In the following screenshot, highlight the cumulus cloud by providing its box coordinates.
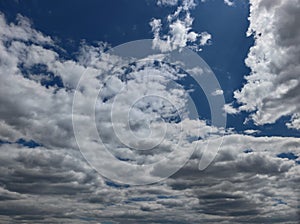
[149,0,211,52]
[224,0,234,6]
[234,0,300,129]
[0,8,300,223]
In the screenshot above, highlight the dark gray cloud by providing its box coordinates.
[0,4,300,223]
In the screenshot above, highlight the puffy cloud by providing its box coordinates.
[149,0,211,52]
[224,0,234,6]
[0,8,300,223]
[234,0,300,129]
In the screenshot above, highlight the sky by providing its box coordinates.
[0,0,300,224]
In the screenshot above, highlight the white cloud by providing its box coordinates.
[199,32,211,46]
[211,89,224,96]
[149,0,211,52]
[0,10,300,224]
[234,0,300,129]
[224,0,234,6]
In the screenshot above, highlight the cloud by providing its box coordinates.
[149,0,211,52]
[234,0,300,129]
[224,0,234,6]
[0,10,300,223]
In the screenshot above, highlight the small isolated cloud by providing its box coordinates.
[157,0,178,6]
[244,129,260,135]
[224,0,234,6]
[149,0,211,52]
[223,104,240,114]
[211,89,224,96]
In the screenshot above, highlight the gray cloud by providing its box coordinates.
[0,9,300,223]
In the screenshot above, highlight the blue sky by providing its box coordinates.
[0,0,300,223]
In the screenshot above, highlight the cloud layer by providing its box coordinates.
[227,0,300,129]
[0,1,300,223]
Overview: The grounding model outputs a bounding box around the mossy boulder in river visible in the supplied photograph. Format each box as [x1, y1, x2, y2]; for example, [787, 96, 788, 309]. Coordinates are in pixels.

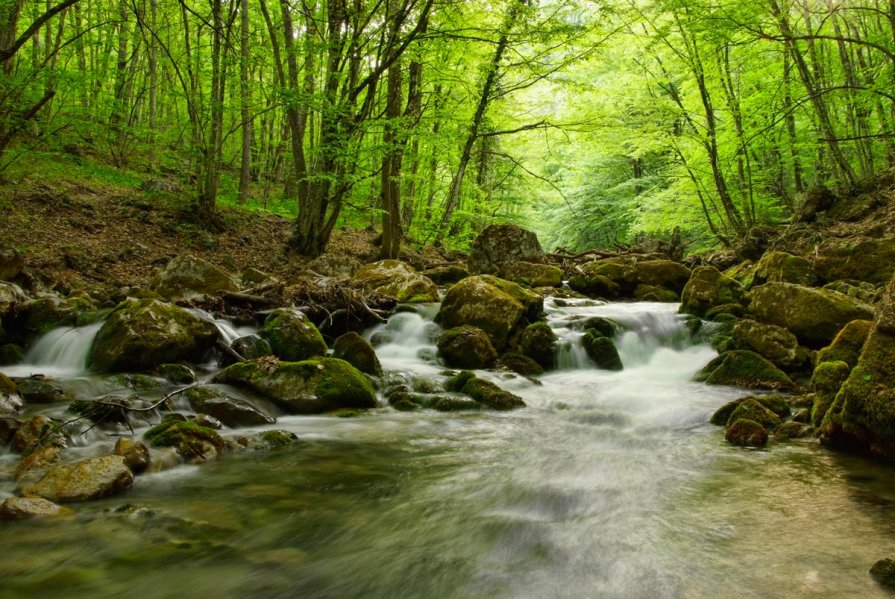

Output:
[17, 455, 134, 503]
[519, 322, 558, 370]
[581, 329, 624, 370]
[724, 418, 768, 447]
[696, 350, 794, 389]
[258, 308, 327, 362]
[333, 331, 382, 376]
[817, 320, 873, 368]
[503, 262, 562, 287]
[681, 266, 746, 316]
[438, 324, 497, 368]
[435, 275, 544, 352]
[750, 283, 873, 347]
[214, 358, 376, 414]
[351, 260, 438, 303]
[821, 279, 895, 459]
[143, 420, 224, 462]
[752, 251, 814, 286]
[732, 320, 808, 369]
[184, 387, 276, 428]
[89, 299, 220, 372]
[152, 254, 239, 300]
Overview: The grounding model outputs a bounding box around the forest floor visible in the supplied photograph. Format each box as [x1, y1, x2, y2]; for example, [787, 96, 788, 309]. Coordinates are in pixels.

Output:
[0, 150, 445, 295]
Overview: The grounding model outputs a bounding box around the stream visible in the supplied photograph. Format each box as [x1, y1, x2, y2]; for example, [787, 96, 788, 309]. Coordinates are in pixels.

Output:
[0, 300, 895, 599]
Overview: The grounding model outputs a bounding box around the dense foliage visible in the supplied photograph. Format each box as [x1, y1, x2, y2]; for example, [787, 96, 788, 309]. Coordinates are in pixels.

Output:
[0, 0, 895, 256]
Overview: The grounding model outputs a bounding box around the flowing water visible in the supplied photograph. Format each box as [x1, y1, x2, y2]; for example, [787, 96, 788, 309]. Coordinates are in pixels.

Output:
[0, 302, 895, 598]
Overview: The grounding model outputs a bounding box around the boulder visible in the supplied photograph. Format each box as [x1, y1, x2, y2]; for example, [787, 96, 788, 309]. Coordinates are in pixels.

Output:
[143, 419, 224, 462]
[214, 358, 376, 414]
[695, 349, 794, 389]
[814, 235, 895, 284]
[333, 331, 382, 376]
[460, 377, 525, 411]
[821, 279, 895, 459]
[732, 320, 807, 370]
[438, 325, 497, 369]
[503, 262, 563, 287]
[152, 254, 239, 300]
[750, 283, 873, 347]
[230, 335, 273, 360]
[581, 329, 624, 370]
[792, 185, 836, 223]
[724, 419, 768, 447]
[112, 437, 150, 474]
[817, 320, 873, 369]
[17, 455, 134, 503]
[0, 497, 74, 520]
[435, 275, 544, 352]
[870, 558, 895, 589]
[248, 430, 299, 451]
[184, 387, 276, 428]
[423, 264, 469, 285]
[350, 260, 438, 303]
[258, 308, 327, 362]
[681, 266, 746, 316]
[752, 251, 814, 286]
[811, 360, 851, 428]
[469, 225, 545, 275]
[519, 322, 558, 370]
[89, 299, 220, 372]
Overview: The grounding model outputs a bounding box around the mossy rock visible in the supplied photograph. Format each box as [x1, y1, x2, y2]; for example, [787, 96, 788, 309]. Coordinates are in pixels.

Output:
[752, 251, 814, 286]
[732, 320, 807, 369]
[817, 320, 873, 368]
[681, 266, 746, 316]
[435, 275, 544, 352]
[152, 254, 239, 300]
[350, 260, 438, 304]
[695, 350, 794, 389]
[333, 331, 382, 376]
[497, 352, 544, 376]
[444, 370, 475, 393]
[581, 329, 624, 371]
[709, 393, 790, 426]
[214, 358, 376, 414]
[503, 262, 563, 287]
[519, 322, 558, 370]
[89, 300, 220, 372]
[727, 398, 783, 429]
[17, 455, 134, 503]
[184, 386, 276, 428]
[461, 377, 525, 411]
[143, 420, 224, 461]
[724, 419, 768, 447]
[258, 308, 327, 362]
[438, 325, 497, 368]
[750, 283, 873, 347]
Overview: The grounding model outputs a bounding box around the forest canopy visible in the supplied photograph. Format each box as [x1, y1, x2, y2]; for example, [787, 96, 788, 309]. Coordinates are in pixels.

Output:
[0, 0, 895, 257]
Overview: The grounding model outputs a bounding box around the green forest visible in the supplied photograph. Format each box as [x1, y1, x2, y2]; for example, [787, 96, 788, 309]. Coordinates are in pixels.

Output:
[0, 0, 895, 257]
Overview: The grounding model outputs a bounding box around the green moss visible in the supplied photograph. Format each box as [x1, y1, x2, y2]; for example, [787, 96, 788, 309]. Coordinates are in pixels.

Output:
[695, 350, 794, 389]
[462, 378, 525, 410]
[724, 419, 768, 447]
[258, 309, 327, 362]
[727, 398, 782, 430]
[581, 329, 624, 371]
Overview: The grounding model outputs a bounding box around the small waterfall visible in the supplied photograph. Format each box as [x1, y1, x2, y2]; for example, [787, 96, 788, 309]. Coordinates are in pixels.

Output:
[367, 312, 441, 370]
[3, 322, 103, 376]
[186, 308, 258, 345]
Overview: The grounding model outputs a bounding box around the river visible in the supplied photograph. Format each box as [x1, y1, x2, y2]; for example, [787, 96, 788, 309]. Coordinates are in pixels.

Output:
[0, 300, 895, 599]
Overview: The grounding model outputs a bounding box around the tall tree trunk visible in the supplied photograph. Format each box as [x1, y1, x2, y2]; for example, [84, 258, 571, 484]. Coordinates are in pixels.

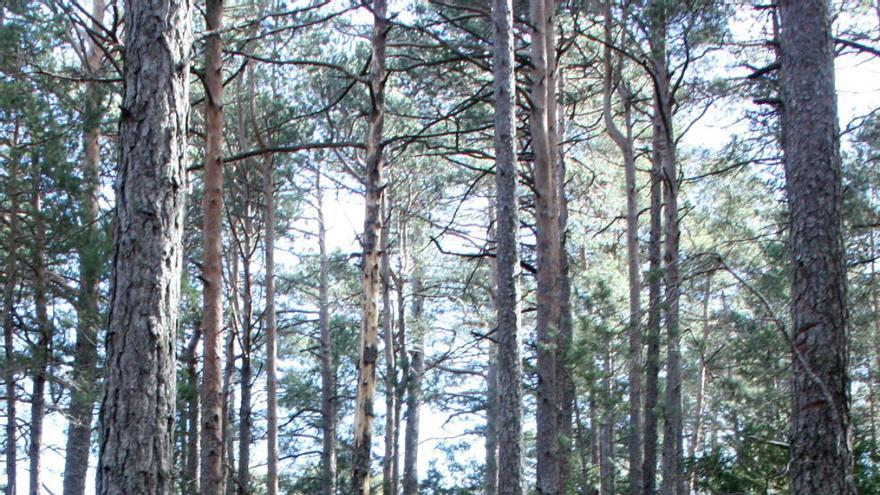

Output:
[484, 210, 499, 495]
[3, 124, 20, 495]
[199, 0, 226, 495]
[403, 272, 425, 495]
[688, 273, 712, 494]
[183, 325, 202, 495]
[529, 0, 560, 495]
[263, 156, 278, 495]
[315, 170, 336, 495]
[379, 199, 399, 495]
[352, 0, 390, 495]
[779, 0, 856, 495]
[642, 81, 663, 495]
[603, 0, 643, 495]
[97, 0, 192, 495]
[235, 206, 256, 495]
[599, 348, 615, 495]
[28, 151, 53, 495]
[63, 0, 105, 495]
[492, 0, 523, 495]
[223, 254, 241, 495]
[651, 3, 685, 495]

▶ [Task requirements]:
Present every line of the data above as a numbered list, skipping blank lines and leaving the pictures out.

▶ [The output]:
1. In the following screenshot, highlight the cumulus cloud by providing its box coordinates.
2. [149,0,211,52]
3. [224,0,234,6]
4. [234,0,300,129]
5. [0,8,300,223]
6. In the screenshot above, highlight the dark gray cloud by providing its box coordinates.
7. [0,4,300,223]
8. In the screenshot above, highlight the puffy cloud by providing its box coordinates.
9. [149,0,211,52]
10. [224,0,234,6]
11. [0,8,300,223]
12. [234,0,300,129]
13. In the screenshot above, highlight the sky by providing its box coordinates.
14. [0,0,300,224]
15. In the screenshot above, highlight the white cloud by providing its box coordinates.
16. [199,32,211,46]
17. [211,89,224,96]
18. [149,0,211,52]
19. [0,10,300,224]
20. [234,0,300,129]
21. [224,0,234,6]
22. In the screenshot above, highlight the cloud by providing its box coordinates.
23. [149,0,211,52]
24. [234,0,300,129]
25. [224,0,234,6]
26. [0,10,300,223]
27. In the screenshot above, highlight the small isolated cloud by providing its box coordinates.
28. [157,0,178,6]
29. [244,129,260,135]
30. [224,0,234,6]
31. [149,0,211,52]
32. [223,104,240,114]
33. [211,89,224,96]
34. In the screenshot above, highlight the gray cloud by providing its box coordinates.
35. [0,9,300,223]
36. In the screenshot above, highlight the blue sky by providing its box coordinates.
37. [0,0,300,223]
38. In the screenshot above, highlight the cloud layer by providing its box coordinates.
39. [227,0,300,129]
40. [0,1,300,223]
41. Overview: The grounding model outputs a bounding box around the mossy boulder in river visible in the supplied photograph. Format each box as [x1, y1, x2, y2]; for example, [787, 96, 788, 309]. Coordinates are in pixels.
42. Output:
43. [17, 455, 134, 503]
44. [519, 322, 558, 370]
45. [581, 329, 624, 370]
46. [724, 418, 768, 447]
47. [696, 350, 794, 389]
48. [258, 308, 327, 362]
49. [333, 331, 382, 376]
50. [817, 320, 873, 368]
51. [503, 262, 562, 287]
52. [681, 266, 746, 316]
53. [438, 324, 497, 368]
54. [435, 275, 544, 352]
55. [750, 283, 873, 347]
56. [214, 358, 376, 414]
57. [351, 260, 438, 303]
58. [821, 279, 895, 459]
59. [143, 420, 224, 462]
60. [752, 251, 814, 286]
61. [732, 320, 808, 369]
62. [184, 387, 276, 428]
63. [89, 299, 220, 372]
64. [152, 254, 239, 300]
65. Overview: The grounding model outputs a bounding box around the forest floor visible in the supplied photograph. Format each box as [x1, y1, x2, y2]; for example, [787, 96, 788, 309]. Coordinates are in pixels.
66. Output:
67. [0, 150, 445, 295]
68. Overview: The grounding model outputs a bounding box around the stream visible in the supplied photograph. Format each box as [x1, y1, x2, y2]; for example, [787, 96, 788, 309]. Coordinates are in pixels.
69. Output:
70. [0, 300, 895, 599]
71. Overview: The grounding model outputs a bounding box around the dense foliage visible in the supplied photograph. Format each box as [x1, y1, x2, y2]; for example, [787, 96, 788, 309]. Coordinates are in pixels.
72. Output:
73. [0, 0, 895, 256]
74. Overview: The grounding model outputs a bounding box around the flowing water visible in the supplied photograph. Format each box as [x1, y1, x2, y2]; for example, [787, 96, 788, 309]. Coordinates are in pixels.
75. Output:
76. [0, 302, 895, 598]
77. Overview: The grounding model outputs a bounding box around the boulder visible in the supplied photograph. Format each box as [x1, y1, x2, y2]; for example, [787, 96, 788, 309]. Coordinates are in pixels.
78. Output:
79. [143, 419, 224, 462]
80. [214, 358, 376, 414]
81. [695, 349, 794, 389]
82. [814, 235, 895, 284]
83. [333, 331, 382, 376]
84. [460, 377, 525, 411]
85. [821, 279, 895, 459]
86. [732, 320, 807, 370]
87. [438, 325, 497, 369]
88. [503, 262, 563, 287]
89. [152, 254, 239, 300]
90. [750, 283, 873, 347]
91. [230, 335, 273, 360]
92. [581, 329, 624, 370]
93. [792, 185, 836, 223]
94. [724, 419, 768, 447]
95. [112, 437, 150, 474]
96. [817, 320, 873, 369]
97. [17, 455, 134, 503]
98. [0, 497, 74, 520]
99. [435, 275, 544, 352]
100. [870, 558, 895, 589]
101. [248, 430, 299, 451]
102. [184, 387, 276, 428]
103. [423, 264, 469, 285]
104. [350, 260, 438, 303]
105. [258, 308, 327, 362]
106. [681, 266, 746, 316]
107. [752, 251, 814, 286]
108. [811, 360, 851, 428]
109. [469, 225, 545, 275]
110. [519, 322, 558, 370]
111. [89, 299, 220, 372]
112. Overview: The grounding model outputs a bounding box around the mossy rock visible in the supplied photograph. Format each box as [x1, y1, x2, y2]; for example, [787, 96, 788, 309]. Coordinates are in pixels.
113. Output:
114. [752, 251, 814, 286]
115. [732, 320, 807, 369]
116. [817, 320, 873, 368]
117. [681, 266, 746, 316]
118. [435, 275, 544, 352]
119. [152, 254, 239, 300]
120. [350, 260, 438, 304]
121. [695, 350, 794, 389]
122. [333, 331, 382, 376]
123. [497, 352, 544, 376]
124. [444, 370, 475, 393]
125. [581, 329, 624, 371]
126. [709, 393, 790, 426]
127. [214, 358, 376, 414]
128. [503, 262, 563, 287]
129. [519, 322, 558, 370]
130. [89, 300, 220, 372]
131. [727, 398, 783, 429]
132. [17, 455, 134, 503]
133. [184, 386, 276, 428]
134. [461, 377, 525, 411]
135. [143, 420, 224, 461]
136. [724, 419, 768, 447]
137. [258, 308, 327, 362]
138. [438, 325, 497, 368]
139. [750, 283, 873, 347]
140. Overview: The grounding model outputs a bounding box around the forest canopy visible in the supplied photograph. Format each box as [x1, y1, x2, y2]; for example, [787, 96, 788, 309]. Coordinates are in pixels.
141. Output:
142. [0, 0, 895, 257]
143. Overview: The grounding model outputs a bounding box around the green forest visible in the supplied photograph. Format each box as [x1, y1, x2, y2]; for example, [787, 96, 788, 309]. Coordinates are in pixels.
144. Output:
145. [0, 0, 895, 257]
146. Overview: The grounding model outputs a bounding box around the green moss visible in the supplied photograph. Format each box as [x1, y1, x2, y2]; for example, [787, 96, 788, 309]. Coordinates are in pixels.
147. Output:
148. [695, 350, 794, 389]
149. [462, 378, 525, 410]
150. [724, 419, 768, 447]
151. [258, 309, 327, 362]
152. [727, 398, 782, 430]
153. [581, 329, 624, 371]
154. Overview: The grounding model outputs a bounding box around the small waterfall visible in the supplied photograph. Format each box as [x1, y1, x2, y2]; for example, [787, 96, 788, 309]. Coordinates are in pixels.
155. Output:
156. [367, 312, 441, 370]
157. [3, 322, 103, 376]
158. [186, 308, 258, 345]
159. Overview: The grounding model outputs a bounding box around the river visible in the supplied photograph. Format each box as [x1, y1, x2, y2]; for example, [787, 96, 788, 309]. Coordinates are in pixels.
160. Output:
161. [0, 300, 895, 599]
162. Overview: The grounding model outputs a bounding box around the tall tree trunk visible in the supplied photograph. Format each box as [x1, y1, x2, y2]; for example, [84, 258, 571, 484]. Coordinates are in pixels.
163. Output:
164. [484, 210, 499, 495]
165. [3, 124, 20, 495]
166. [199, 0, 226, 495]
167. [403, 272, 425, 495]
168. [688, 273, 712, 494]
169. [183, 325, 202, 495]
170. [529, 0, 560, 495]
171. [263, 156, 278, 495]
172. [315, 170, 336, 495]
173. [379, 199, 399, 495]
174. [352, 0, 390, 495]
175. [779, 0, 856, 495]
176. [642, 81, 663, 495]
177. [603, 0, 643, 495]
178. [97, 0, 192, 495]
179. [235, 206, 256, 495]
180. [599, 348, 615, 495]
181. [28, 151, 53, 495]
182. [63, 0, 105, 495]
183. [492, 0, 523, 495]
184. [223, 254, 241, 495]
185. [651, 3, 685, 495]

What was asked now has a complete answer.